Rewrite the rows below from the line containing "chain you find." through the line containing "[189,75,193,112]", changing "rectangle" to "box" and keeping everything else the same. Leave the picture out of your answer.

start Stored rows

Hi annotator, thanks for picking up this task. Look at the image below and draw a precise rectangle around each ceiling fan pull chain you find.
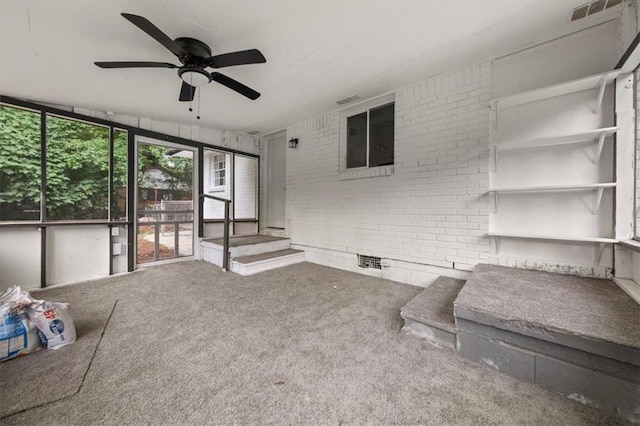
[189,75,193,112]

end Stored rows
start Stored rows

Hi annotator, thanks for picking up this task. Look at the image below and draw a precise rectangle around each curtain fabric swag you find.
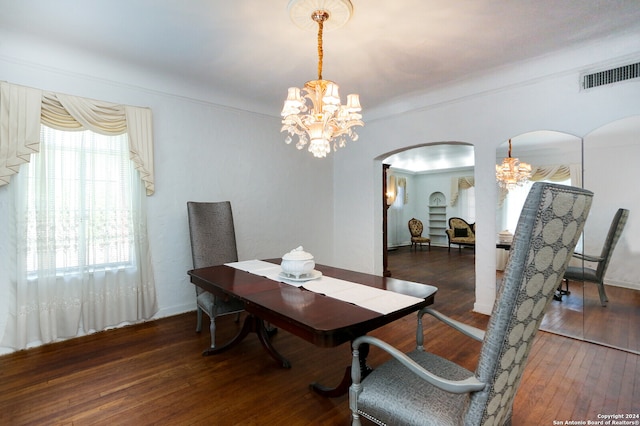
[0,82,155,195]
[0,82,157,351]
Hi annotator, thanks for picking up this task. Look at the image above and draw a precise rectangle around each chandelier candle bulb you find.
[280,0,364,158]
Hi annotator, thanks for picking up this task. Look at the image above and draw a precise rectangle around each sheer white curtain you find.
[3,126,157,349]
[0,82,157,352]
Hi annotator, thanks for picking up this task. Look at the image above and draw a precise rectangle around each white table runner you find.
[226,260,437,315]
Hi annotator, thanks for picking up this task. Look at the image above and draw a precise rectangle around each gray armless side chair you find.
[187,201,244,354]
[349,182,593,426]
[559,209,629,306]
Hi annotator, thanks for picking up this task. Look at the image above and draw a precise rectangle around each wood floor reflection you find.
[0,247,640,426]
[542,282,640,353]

end Stored rows

Response for this exercise -
Hi annotator, thanks for picking up this task. Look at the image below and draw a precise box around each ceiling fan pull chain you find.
[189,75,193,112]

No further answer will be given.